Extracted entries:
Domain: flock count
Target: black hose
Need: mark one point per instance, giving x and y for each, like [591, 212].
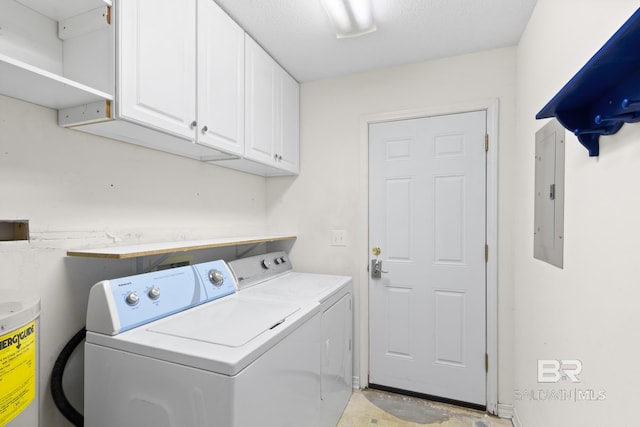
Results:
[57, 392]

Work instructions:
Reproduce exactly the lines from the one containing "Target: black hose" through the last line of the records, both included, leaving out every picture.

Task output:
Target: black hose
Need: mark one point per instance, giving x and y for each, like [591, 212].
Results:
[57, 392]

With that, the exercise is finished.